▶ Task to carry out
Your answer is every line of the material below in which the string "grass" occurs.
[Records for the exercise — start]
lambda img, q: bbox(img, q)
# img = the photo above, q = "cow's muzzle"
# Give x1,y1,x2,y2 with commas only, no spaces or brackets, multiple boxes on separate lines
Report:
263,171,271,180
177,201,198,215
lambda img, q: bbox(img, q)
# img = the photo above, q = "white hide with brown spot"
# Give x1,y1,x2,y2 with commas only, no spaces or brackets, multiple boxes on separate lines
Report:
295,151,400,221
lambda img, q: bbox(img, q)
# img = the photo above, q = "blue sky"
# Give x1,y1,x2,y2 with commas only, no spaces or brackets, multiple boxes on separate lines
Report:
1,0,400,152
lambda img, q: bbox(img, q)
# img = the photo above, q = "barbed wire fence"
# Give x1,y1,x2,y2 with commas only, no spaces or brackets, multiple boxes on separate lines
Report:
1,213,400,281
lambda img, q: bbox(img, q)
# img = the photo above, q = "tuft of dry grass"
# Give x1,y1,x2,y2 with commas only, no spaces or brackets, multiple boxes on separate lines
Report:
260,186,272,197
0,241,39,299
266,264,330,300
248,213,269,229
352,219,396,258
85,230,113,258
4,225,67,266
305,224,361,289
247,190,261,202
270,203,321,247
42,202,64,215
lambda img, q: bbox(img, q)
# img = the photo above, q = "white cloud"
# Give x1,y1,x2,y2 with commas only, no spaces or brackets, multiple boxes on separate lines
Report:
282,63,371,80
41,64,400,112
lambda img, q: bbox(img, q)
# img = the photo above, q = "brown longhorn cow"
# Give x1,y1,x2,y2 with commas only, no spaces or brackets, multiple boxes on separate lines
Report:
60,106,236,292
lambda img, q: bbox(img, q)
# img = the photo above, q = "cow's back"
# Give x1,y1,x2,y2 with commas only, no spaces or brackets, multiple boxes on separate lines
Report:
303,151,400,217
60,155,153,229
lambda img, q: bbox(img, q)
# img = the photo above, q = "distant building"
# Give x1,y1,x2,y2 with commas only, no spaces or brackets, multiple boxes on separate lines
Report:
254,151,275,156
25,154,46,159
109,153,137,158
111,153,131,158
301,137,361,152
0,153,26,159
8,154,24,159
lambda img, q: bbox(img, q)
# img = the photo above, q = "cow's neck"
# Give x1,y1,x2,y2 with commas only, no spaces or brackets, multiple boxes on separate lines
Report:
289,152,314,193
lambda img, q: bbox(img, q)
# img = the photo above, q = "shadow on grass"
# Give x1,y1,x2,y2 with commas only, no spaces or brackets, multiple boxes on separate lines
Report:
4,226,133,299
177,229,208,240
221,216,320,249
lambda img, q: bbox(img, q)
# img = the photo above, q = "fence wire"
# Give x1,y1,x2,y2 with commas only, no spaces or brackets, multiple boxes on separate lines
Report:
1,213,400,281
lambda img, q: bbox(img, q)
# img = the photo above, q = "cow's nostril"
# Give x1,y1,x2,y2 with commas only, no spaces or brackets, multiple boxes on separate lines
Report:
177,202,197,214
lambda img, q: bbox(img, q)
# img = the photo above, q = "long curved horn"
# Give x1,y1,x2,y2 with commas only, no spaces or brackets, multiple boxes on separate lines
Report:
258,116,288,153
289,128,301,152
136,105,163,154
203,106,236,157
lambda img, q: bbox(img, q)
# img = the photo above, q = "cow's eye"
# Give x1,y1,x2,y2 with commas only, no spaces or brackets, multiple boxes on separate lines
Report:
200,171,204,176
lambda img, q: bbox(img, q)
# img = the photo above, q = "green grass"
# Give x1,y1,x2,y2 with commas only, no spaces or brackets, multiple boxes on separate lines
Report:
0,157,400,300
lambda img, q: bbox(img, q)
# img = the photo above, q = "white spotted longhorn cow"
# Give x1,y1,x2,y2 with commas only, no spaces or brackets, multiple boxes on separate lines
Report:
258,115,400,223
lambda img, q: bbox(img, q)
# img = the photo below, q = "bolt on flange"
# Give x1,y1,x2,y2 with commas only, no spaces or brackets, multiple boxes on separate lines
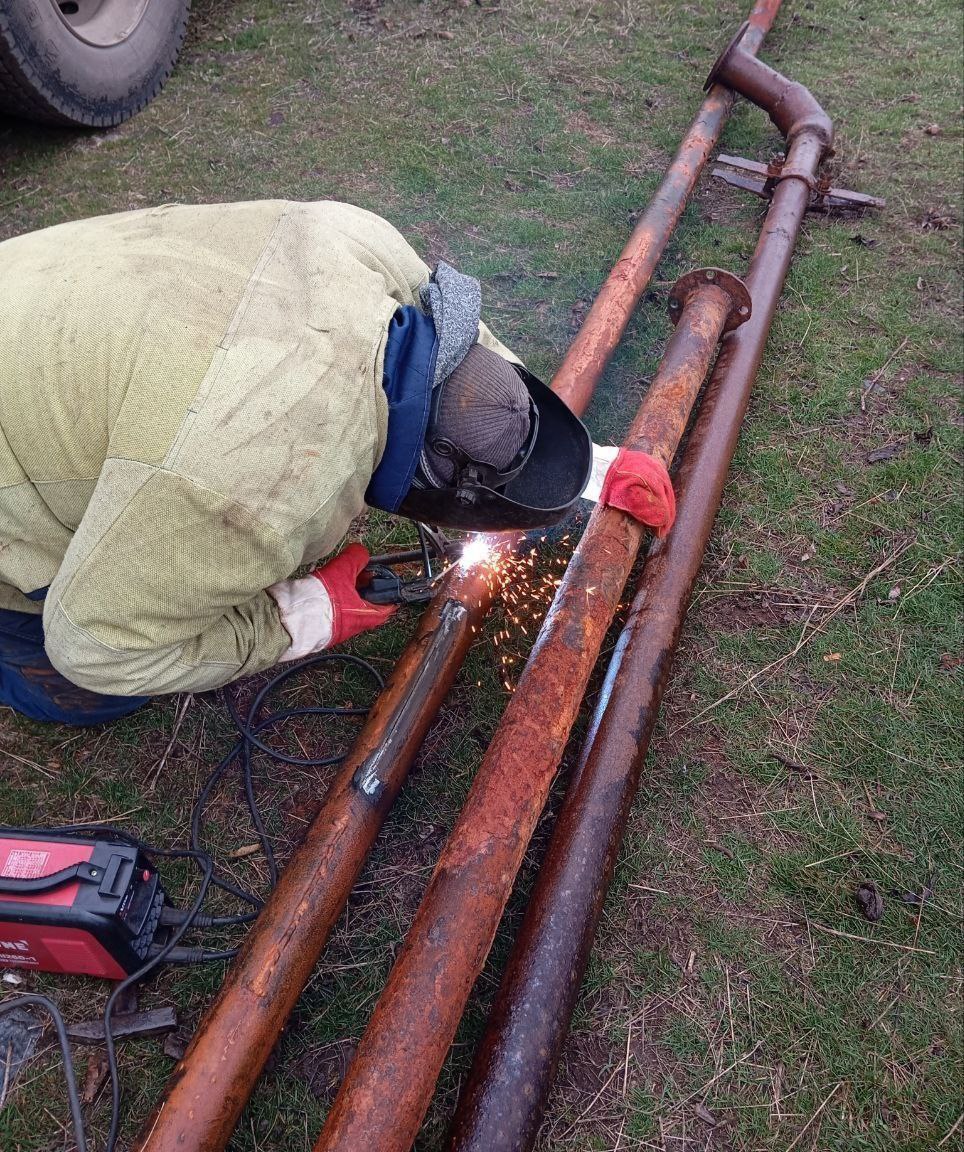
[Records for the exercise — finish]
▶ Task solution
# img = the photo above, q = "tuft of dry grass"
# img = the photo above, q = "shadow on grass"
# img = the photo above, q = "green grass"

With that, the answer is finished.